== DATA EXTRACT ==
========================

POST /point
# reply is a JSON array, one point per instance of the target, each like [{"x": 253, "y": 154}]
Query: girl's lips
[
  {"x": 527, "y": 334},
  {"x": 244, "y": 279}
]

========================

== PROBLEM DESCRIPTION ==
Please give the number of lines above in which the word "point" appears, without any other text.

== WORKED SOLUTION ==
2